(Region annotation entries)
--------

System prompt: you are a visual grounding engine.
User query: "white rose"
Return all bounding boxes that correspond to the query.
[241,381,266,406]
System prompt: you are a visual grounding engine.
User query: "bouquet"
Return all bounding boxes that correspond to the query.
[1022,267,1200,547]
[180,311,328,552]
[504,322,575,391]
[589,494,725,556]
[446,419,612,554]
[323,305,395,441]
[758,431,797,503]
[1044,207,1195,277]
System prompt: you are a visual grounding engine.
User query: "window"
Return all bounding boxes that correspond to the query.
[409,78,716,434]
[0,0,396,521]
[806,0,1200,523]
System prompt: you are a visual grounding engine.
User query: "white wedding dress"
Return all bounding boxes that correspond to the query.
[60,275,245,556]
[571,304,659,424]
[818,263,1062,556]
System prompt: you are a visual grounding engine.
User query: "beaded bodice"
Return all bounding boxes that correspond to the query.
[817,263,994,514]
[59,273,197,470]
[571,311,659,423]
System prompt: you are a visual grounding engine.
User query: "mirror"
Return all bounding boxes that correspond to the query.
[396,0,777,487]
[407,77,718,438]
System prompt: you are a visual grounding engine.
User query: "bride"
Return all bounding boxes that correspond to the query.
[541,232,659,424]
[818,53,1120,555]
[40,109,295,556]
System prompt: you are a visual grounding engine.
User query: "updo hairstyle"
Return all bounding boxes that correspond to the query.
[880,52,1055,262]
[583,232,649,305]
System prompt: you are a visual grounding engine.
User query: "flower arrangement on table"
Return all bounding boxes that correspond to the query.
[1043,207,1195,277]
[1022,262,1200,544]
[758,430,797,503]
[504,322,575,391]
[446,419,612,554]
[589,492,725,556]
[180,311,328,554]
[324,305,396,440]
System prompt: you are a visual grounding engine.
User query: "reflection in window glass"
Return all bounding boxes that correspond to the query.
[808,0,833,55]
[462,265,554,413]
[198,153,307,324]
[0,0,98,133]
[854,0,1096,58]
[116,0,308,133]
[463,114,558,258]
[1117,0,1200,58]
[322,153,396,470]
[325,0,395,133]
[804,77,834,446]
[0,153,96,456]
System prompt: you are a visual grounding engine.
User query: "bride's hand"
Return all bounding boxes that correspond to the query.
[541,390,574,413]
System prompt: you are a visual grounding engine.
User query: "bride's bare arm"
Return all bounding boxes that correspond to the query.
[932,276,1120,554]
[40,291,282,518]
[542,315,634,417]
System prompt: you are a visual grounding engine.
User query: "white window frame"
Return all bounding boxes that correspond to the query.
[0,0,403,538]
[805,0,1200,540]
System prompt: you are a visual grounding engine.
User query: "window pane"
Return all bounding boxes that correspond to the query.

--------

- WORK INSTRUCTIONS -
Count the lines of the material above that contain the string "window". Please give only the number.

- COMPLETE OUTPUT -
4